GIVEN PROBLEM
Please transcribe the data that follows without the pictures, keeping every word the same.

LISTED ENTRIES

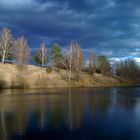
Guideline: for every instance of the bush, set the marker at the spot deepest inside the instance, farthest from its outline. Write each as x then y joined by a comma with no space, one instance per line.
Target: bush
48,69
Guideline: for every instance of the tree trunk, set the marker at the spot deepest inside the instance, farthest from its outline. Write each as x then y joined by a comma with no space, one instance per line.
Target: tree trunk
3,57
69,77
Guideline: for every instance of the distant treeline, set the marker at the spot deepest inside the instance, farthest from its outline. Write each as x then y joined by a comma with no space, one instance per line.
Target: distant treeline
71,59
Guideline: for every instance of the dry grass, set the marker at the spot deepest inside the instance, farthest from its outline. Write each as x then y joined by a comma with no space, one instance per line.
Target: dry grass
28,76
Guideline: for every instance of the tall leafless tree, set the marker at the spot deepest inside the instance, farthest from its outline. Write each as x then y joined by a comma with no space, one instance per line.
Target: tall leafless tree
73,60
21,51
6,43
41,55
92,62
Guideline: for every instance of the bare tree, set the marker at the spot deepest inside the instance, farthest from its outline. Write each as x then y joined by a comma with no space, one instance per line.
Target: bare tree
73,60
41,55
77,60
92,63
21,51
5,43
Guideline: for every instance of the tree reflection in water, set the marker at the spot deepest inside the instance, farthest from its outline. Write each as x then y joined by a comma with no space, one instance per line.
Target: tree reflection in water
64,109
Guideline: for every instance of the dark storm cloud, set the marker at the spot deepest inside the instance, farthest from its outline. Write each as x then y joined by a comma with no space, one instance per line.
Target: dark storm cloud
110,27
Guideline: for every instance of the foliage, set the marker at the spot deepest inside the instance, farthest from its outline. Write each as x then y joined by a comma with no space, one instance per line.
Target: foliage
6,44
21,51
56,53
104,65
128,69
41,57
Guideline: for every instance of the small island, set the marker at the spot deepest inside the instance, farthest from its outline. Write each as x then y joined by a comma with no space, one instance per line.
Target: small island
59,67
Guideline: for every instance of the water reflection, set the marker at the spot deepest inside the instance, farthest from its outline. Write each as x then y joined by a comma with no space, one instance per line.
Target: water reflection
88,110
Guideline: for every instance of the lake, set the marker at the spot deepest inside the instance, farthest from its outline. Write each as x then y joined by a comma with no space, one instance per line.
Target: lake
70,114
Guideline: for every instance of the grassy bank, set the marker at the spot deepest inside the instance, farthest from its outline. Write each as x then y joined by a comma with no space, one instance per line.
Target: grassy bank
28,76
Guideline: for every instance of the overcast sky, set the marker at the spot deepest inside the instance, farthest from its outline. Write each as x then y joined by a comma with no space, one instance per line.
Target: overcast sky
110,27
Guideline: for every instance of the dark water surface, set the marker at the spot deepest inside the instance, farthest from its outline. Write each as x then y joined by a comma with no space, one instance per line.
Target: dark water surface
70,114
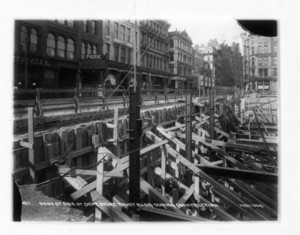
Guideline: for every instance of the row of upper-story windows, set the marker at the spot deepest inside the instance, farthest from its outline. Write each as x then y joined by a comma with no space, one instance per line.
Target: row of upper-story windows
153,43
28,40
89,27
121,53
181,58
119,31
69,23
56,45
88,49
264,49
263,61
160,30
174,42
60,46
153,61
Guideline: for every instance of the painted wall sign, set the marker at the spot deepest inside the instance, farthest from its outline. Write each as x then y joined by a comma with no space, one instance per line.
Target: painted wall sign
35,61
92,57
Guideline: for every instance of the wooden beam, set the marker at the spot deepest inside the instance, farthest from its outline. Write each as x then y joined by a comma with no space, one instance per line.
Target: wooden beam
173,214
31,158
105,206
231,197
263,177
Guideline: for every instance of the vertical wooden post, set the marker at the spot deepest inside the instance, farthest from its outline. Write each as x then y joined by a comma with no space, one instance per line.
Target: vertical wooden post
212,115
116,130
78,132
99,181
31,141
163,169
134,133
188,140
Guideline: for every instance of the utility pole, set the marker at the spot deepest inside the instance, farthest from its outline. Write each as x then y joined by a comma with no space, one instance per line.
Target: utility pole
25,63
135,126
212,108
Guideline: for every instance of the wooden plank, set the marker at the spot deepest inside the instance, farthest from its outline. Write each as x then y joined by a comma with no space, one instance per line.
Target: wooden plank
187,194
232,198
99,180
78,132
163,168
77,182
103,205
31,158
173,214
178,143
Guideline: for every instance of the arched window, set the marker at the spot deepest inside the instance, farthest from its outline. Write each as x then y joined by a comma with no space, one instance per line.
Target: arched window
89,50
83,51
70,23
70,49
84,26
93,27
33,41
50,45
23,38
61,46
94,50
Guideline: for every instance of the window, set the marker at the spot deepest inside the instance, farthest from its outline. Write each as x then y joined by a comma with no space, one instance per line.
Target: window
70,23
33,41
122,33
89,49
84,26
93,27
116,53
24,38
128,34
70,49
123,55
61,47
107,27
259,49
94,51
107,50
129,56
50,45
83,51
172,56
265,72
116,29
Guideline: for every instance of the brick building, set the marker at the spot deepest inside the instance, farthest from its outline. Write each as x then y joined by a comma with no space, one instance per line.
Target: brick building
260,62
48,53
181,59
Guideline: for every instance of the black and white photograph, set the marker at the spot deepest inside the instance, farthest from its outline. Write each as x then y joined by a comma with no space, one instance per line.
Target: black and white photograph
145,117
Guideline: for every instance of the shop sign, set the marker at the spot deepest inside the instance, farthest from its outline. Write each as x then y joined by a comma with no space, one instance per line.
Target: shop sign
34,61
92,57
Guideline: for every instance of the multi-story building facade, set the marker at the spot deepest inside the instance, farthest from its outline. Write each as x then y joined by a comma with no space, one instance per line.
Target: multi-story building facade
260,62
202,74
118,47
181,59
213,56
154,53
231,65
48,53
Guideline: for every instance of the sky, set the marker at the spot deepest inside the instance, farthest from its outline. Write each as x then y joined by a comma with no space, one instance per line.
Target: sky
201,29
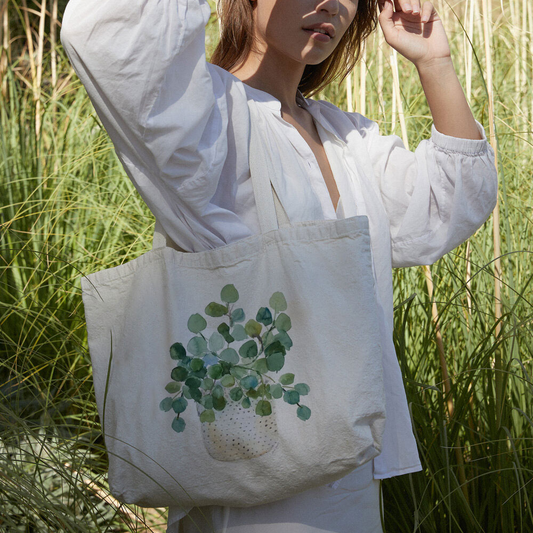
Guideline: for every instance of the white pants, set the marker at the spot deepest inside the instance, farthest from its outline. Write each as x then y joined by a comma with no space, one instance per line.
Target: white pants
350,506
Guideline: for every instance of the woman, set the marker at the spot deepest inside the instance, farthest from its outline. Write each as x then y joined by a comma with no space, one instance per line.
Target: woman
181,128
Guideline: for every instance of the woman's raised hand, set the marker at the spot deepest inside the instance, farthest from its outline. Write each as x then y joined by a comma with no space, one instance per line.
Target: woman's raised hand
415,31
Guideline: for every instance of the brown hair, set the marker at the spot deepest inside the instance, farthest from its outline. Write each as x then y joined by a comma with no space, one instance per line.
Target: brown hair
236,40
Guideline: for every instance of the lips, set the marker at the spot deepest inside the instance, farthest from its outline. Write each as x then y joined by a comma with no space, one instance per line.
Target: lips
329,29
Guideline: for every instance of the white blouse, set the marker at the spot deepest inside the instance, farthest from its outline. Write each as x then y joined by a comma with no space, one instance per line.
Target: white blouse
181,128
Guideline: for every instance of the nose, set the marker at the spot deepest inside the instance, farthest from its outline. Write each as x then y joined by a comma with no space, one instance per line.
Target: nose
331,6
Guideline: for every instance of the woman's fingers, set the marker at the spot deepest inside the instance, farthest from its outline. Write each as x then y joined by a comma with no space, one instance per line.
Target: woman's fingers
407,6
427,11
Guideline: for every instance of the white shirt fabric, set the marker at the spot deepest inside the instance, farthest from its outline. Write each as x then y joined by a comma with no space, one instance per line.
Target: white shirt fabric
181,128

SOLUTION TO THIS EXERCISE
Guideline: for every instance of the bush, set the marker at the spot deepest inside the instance, farthest from its outline. Write each as x then y joined by a comma with no space, one instance per line.
Target: bush
48,69
Guideline: for every instance of the tree trunk, set the marker at the spot deepest inside the instance, farthest from its outline. Write each as x then y joined by a comma with no space, one instance per line.
Target: tree trunk
3,57
69,77
Guideline: for every instance of the distant treeline, set the marker at the spot deepest inside the instance, farthest from its outline. Write each as x then y joined by a comma with no space, one instance per line.
Target: distant treeline
71,59
Guideline: for every instance of the dry grass, set the marker at the spot deepest inside the instance, farthest from its outline. Write each as x then y joined by a comma with no space, one instance per line.
Target: dry grass
28,76
Guideline: for every instance of the tall leafless tree, set the marker at the spot deepest inside the instance, farthest from its outline. Write each as x then y joined by a comma with no space, one instance per line.
Target: tall leafless tree
73,60
21,51
6,43
41,55
92,62
Guideline: for every instance of the bare tree, set the marker at the spot deepest inside the instance, farthest from its outline. Write each as x then y joined by a comma with no space, one instance per line.
Target: bare tree
73,60
41,55
77,60
92,63
21,51
5,43
Guideline: for every instance of the tree reflection in water, set the marker at the spot deepest inside the instance, farthest from its outline. Write each as x then y joined by a comma with no space, one instance per line.
Target: tree reflection in water
64,109
Guideline: for every instance of the dark storm cloud, set the marker at the spot deepest inside the instance, farthest from its outline. Write each as x then y joined by a comma with no space, one instance per line.
Target: dark storm cloud
110,27
Guideline: for every instance of the foliage, set the marker at the spot deepest inside the instance, farthest from its outline. Write each as x then y joined by a comma with no space, one instance per line.
Target: foliage
6,44
21,51
56,53
104,65
128,69
41,57
Guideline: for every instance of the small island, set the marker at the spot deepest inside the instance, farthest from its outline. Write each as x then y joined by a comma with no space, one instance per line.
Target: small island
59,67
Guideline: for every instance of the water reflection, set the marker at the spot deepest inside the instance, farthest from its outline. Write each as x then y joined by a comma with no space, one instance per line.
Target: water reflection
88,110
Guideline: for every instance of the lake, set the marker at the spot deepest inside the instance, farthest from its outline. Write each as x then y joined by a comma with no space, one instance per line.
Target: lake
70,114
Guideline: for every instance of the grassy bank, set the marker at the spot deepest inside the instance, farthest from its outline. Write each as x then y joined by a comma with no space, one instance per line.
Target: grassy bank
28,76
Guideline: for every instance of the overcast sky, set the marker at the spot deepest inside the instance, farthest from its outline. Write each as x then y joined by a comma with no space, one instance per line.
Target: overcast sky
110,27
Guideline: for every instance of the dark water surface, set the marker at the spot deepest inside the instance, farthest from its outline. Write each as x then y joined by a comma with no space, one instance per line.
Target: dark water surface
70,114
Guideline: for every instance of the row of upper-story windows, set the marker at the spot deepest inside the instance, farthest from its outline. Write each as x then y joined by a comma with no space, one instance per line.
Target: row of upper-story windows
153,43
28,40
89,27
121,53
181,58
119,31
69,23
56,45
88,49
264,49
263,61
160,30
174,42
60,46
153,61
Guideline: for every instance of the painted wall sign, set the marker at the spot deepest inside the instance, farthest from its outline. Write each as x then y joined by a comma with no space, one instance per line.
Target: painted wall sign
35,61
92,57
Guideline: for every instance of the wooden beam, set the marker at the spot deepest inside the instance, farthest from its outline. Write each as x then y joined by a comma with no space, one instance per line.
Target: wooden beam
173,214
31,158
105,206
231,197
263,177
Guideline: for every instance of the vertical wooden post, set the marker at the spot deepest inside the instance, farthest from its outline. Write each as x then y joined by a comma with no space, one instance per line.
Target: vertical wooden post
212,115
116,130
78,132
99,181
31,141
163,169
134,133
188,140
Guideline: for every instance of the utility pole, set the marker at the spot deepest inside the instance, farthest from its outline. Write each as x then y joined by a comma with no space, one instance per line.
Target: utility pole
25,63
135,126
212,108
Guideline: for every instance of the wooden plank, set the marker at the spot deepest inside the instance, farthest from its outline. Write each as x then y joined by a comma with no space, one instance per line.
Target: wooden plank
187,194
232,198
99,180
78,132
163,168
77,182
103,205
31,158
173,214
178,143
Guideline: for every instance of the arched window, set the marker at the spot deepest inside the instance, farthest from its outline. Write each as x then y joined by a comma with no space, one instance per line.
Target: arched window
89,50
83,51
70,23
70,49
84,26
93,27
33,41
50,45
23,38
61,46
94,50
Guideline: for every instance of the window, set the marker at the spot deepest inside the instance, farthest from its outline. Write each as x then y joined by a comma with no space, one instance per line.
Target: window
70,23
33,41
122,33
89,49
84,26
93,27
116,53
24,38
128,34
70,49
123,55
61,47
107,27
259,49
94,51
107,50
129,56
50,45
83,51
172,56
265,72
116,29
Guideline: for every instance of the brick building, set the marker at the spot deepest inside the instance, farthest from its outline. Write each as x then y joined by a comma with no space, one instance per line.
Target: brick building
260,62
48,53
181,59
Guideline: for every instance of the black and white photograph, set the marker at the spot deepest inside the instance, farthest from its outline. Write each as x then y joined by a comma with no space, one instance per line.
Target: black and white photograph
145,117
Guideline: for every instance of the shop sign, set the marker at the spot deepest inside the instance, farthest from its outline. Write each as x then y joined by a comma with no space, one instance per line.
Target: shop sign
34,61
92,57
Guideline: for every instance of the multi-story building facade, set the marker at the spot deepest inside the instance, farthest from its outline. Write each as x then y joined by a comma with no space, one instance per line.
Target: multi-story building facade
260,62
202,74
118,47
181,59
213,56
154,53
231,65
48,53
Guideline: for every instance of the sky, set the marker at the spot deepest inside the instance, farthest from its outline. Write each as x then y joined by a comma with no space, one instance per line.
Target: sky
201,29
Guideline: for every instance of the white pants, set the marker at the spot deepest inside the instance, farthest from its outline. Write each as x then y joined by a comma with no space, one instance per line.
Target: white pants
350,506
Guideline: for every instance of the woman, set the marker at the spot deepest inside the instance, farthest from its outline. Write each as x then y joined by a comma with no space, one instance per line.
Target: woman
181,128
Guideline: for every instance of the woman's raised hand, set the marker at the spot deepest inside the instance, farthest from its outline. Write each as x then y joined by a comma with no space, one instance per line.
Target: woman's raised hand
415,31
Guideline: for every instance of the brown hair, set the marker at the spot deepest inside the instance, farthest from its outline. Write each as x then y joined by a comma with no space, one instance per line.
Target: brown hair
236,40
Guideline: for every instance of the lips, set the marker at the spot deepest inside the instance, farthest from its outline. Write each as x then y joined by a comma with no space, one instance per line.
Target: lips
329,29
Guideline: for every instance of the white blouse, set the marker at the spot deepest inside the instance, farthest from its outline. Write each as x then y joined by a comma with no space, one instance per line.
Target: white blouse
181,128
Guideline: for every instance of the nose, set the marker at the spot deepest inside the instance, farthest from its outline. Write each as x then y joined by a comma with no space, one instance per line.
Target: nose
331,6
Guideline: for every instance of the woman's fingers, set the marker at the spot deepest inside the instance, farthest from its outline. Write each as x then y joined by a comma with no space, one instance per line.
Target: woman's fingers
407,6
427,11
Guideline: for every instance of the white shirt fabric, set the marker at the spot deepest inside the instance, farthest from its outline. Write each as x then y joined by a comma with no space, one instance per line.
Target: white shirt fabric
181,128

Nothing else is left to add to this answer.